**Text excerpt**
.....

Single by Sigur Rós

from the album Kveikur
- Released: October 21, 2013
- Recorded: 2012–13
- Studio: Sundlaugin Studio (Mosfellsbær, Iceland)
- Genre: Post-rock
- Length: 5:03
- Label: XL Recordings
- Songwriters: Jón Þór Birgisson; Orri Páll Dýrason; Georg Hólm;
- Producers: Jón Þór Birgisson; Orri Páll Dýrason; Cyril Hahn; Georg Hólm;

Sigur Rós singles chronology
| "Ísjaki" (2013) | "Rafstraumur" (2013) | "Óveður" (2016) |

Music video
- "Rafstraumur (Cyril Hahn remix)" on YouTube

= Rafstraumur =

"Rafstraumur" (Icelandic for "Electric Current") is a song written by Jón Þór Birgisson, Orri Páll Dýrason, Georg Hólm of Icelandic post rock band Sigur Rós. The song was originally recorded throughout 2012 and 2013 at the Sundlaugin Studio in Mosfellsbær, Iceland for inclusion on the band's seventh studio album, Kveikur. The record appears as the seventh track on the album. The record was released to radio on November 18, 2013 as a promotional single for Kveikur.

.....

Position identification records
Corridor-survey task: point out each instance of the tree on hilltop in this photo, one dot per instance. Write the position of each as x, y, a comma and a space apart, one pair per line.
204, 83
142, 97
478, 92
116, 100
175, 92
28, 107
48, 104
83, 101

.....

**Exercise instructions**
• a. Transcribe the stretch of the Rafstraumur text from "Sigur Rós singles" through "single for Kveikur.".
• b. What does the title "Rafstraumur" mean in English, according to the Rafstraumur text?

**Responses for each task**
• a.
Sigur Rós singles chronology
| "Ísjaki" (2013) | "Rafstraumur" (2013) | "Óveður" (2016) |

Music video
- "Rafstraumur (Cyril Hahn remix)" on YouTube

= Rafstraumur =

"Rafstraumur" (Icelandic for "Electric Current") is a song written by Jón Þór Birgisson, Orri Páll Dýrason, Georg Hólm of Icelandic post rock band Sigur Rós. The song was originally recorded throughout 2012 and 2013 at the Sundlaugin Studio in Mosfellsbær, Iceland for inclusion on the band's seventh studio album, Kveikur. The record appears as the seventh track on the album. The record was released to radio on November 18, 2013 as a promotional single for Kveikur.

• b. Electric Current